» **Stored rows**:
-- START --

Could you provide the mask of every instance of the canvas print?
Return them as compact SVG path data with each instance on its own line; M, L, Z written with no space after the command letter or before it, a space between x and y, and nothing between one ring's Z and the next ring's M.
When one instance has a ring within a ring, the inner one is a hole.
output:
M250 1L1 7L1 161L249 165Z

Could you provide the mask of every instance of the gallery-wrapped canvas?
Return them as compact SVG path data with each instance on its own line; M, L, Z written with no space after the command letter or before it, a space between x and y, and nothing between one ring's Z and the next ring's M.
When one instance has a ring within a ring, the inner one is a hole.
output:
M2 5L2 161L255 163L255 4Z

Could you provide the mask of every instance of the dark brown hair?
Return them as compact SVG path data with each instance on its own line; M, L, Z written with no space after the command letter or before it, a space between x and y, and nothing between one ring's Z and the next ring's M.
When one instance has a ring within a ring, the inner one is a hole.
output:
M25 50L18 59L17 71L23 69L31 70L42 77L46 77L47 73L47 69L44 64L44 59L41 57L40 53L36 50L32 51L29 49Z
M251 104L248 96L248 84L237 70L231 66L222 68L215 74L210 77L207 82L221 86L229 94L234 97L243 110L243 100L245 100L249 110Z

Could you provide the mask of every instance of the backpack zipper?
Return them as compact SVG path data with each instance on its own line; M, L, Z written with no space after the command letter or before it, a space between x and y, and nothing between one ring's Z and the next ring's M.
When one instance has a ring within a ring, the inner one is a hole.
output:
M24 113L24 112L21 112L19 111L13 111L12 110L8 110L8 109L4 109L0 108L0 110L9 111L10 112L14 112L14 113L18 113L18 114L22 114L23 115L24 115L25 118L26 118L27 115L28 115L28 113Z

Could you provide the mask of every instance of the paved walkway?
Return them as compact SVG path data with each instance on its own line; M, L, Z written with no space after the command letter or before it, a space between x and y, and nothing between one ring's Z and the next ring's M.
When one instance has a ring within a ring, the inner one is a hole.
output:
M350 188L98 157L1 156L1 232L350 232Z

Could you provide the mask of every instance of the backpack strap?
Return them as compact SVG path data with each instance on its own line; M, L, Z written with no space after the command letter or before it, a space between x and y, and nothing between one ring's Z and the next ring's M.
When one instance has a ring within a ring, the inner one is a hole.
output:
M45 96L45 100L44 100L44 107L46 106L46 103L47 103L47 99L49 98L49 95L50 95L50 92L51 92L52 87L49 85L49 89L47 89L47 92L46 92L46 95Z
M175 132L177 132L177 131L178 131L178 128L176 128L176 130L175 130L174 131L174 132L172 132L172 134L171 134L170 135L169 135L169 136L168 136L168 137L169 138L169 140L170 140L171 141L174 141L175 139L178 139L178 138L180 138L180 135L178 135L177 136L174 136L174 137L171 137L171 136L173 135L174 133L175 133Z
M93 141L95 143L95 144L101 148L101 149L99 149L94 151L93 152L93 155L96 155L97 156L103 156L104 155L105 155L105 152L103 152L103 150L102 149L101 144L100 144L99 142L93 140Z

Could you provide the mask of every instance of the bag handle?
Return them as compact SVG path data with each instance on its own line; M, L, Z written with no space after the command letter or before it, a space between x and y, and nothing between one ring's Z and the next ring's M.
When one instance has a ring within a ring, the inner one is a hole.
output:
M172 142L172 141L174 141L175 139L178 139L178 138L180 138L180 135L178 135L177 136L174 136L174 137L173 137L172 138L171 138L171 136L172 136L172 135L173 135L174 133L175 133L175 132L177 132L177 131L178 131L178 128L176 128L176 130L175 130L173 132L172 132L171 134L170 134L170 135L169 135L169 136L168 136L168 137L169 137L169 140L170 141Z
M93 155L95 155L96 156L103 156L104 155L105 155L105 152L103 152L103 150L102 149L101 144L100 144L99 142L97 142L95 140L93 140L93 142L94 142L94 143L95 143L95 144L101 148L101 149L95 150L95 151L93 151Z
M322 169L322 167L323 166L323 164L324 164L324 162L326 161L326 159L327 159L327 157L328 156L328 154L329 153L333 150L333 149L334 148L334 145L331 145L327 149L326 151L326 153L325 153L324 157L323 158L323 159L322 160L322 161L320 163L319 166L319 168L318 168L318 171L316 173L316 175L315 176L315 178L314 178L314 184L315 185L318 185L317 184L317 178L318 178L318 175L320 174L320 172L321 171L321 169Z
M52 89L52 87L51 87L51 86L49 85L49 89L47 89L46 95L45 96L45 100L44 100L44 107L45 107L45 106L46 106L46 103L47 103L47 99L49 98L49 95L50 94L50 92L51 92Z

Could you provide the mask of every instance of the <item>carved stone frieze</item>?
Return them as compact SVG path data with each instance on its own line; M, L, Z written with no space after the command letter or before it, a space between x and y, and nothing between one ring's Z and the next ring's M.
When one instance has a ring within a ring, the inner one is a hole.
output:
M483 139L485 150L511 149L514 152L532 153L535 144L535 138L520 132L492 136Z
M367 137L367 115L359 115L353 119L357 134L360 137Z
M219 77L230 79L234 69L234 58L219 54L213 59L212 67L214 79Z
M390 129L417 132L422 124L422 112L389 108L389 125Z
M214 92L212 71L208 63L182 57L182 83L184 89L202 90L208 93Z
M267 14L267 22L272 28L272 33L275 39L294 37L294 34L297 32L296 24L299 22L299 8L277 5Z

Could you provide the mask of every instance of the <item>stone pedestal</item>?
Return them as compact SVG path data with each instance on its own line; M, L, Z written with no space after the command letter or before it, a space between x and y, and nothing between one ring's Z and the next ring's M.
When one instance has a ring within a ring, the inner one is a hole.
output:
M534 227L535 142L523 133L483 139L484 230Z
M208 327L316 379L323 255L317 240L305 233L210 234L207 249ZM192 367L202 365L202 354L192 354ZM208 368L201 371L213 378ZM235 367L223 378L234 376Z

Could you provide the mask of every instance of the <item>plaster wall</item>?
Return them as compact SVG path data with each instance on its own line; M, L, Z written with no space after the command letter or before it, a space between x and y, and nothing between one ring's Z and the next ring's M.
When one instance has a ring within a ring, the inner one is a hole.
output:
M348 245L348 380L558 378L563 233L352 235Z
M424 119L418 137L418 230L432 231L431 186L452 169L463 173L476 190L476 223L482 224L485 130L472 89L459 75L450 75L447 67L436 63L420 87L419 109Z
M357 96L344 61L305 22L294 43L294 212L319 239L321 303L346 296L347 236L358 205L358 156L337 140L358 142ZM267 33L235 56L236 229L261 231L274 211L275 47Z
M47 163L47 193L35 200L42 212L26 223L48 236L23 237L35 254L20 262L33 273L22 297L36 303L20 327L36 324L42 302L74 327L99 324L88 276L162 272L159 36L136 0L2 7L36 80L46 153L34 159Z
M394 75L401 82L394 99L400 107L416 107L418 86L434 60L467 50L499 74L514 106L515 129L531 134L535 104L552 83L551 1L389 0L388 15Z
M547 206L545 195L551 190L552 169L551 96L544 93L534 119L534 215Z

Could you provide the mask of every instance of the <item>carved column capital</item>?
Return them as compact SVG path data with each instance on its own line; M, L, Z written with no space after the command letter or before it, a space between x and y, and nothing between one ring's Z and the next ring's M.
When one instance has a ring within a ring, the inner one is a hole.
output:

-- END --

» **Your objective**:
Format the items from the line containing "the gallery-wrapped canvas?" through the line containing "M251 104L248 96L248" as a numbered list, including both of those lines and omitting any blank lines.

» **Task answer**:
1. Could you provide the mask of every instance of the gallery-wrapped canvas?
2. Return them as compact SVG path data with each instance on its own line; M, L, Z written with no space after the command letter or before it, a space between x and y, and nothing between one ring's Z and the next ring's M.
3. When one instance has a ring within a ring, the inner one is a hole.
4. output:
5. M2 5L2 161L255 163L255 4Z
6. Could you provide the mask of every instance of the dark brown hair?
7. Return them as compact SVG path data with each instance on its own line; M, L, Z written with no space after the command letter or before it, a space between x and y, and nothing between one ring's Z and the next ring's M.
8. When one instance has a ring within a ring, the inner one is a hole.
9. output:
10. M25 50L18 59L17 71L23 69L31 70L42 77L46 77L47 73L47 69L44 64L44 59L41 57L40 53L36 50L32 51L29 49Z
11. M251 104L248 96L248 84L237 70L231 66L222 68L215 74L210 77L207 82L221 86L229 94L234 97L243 110L243 100L245 100L249 110Z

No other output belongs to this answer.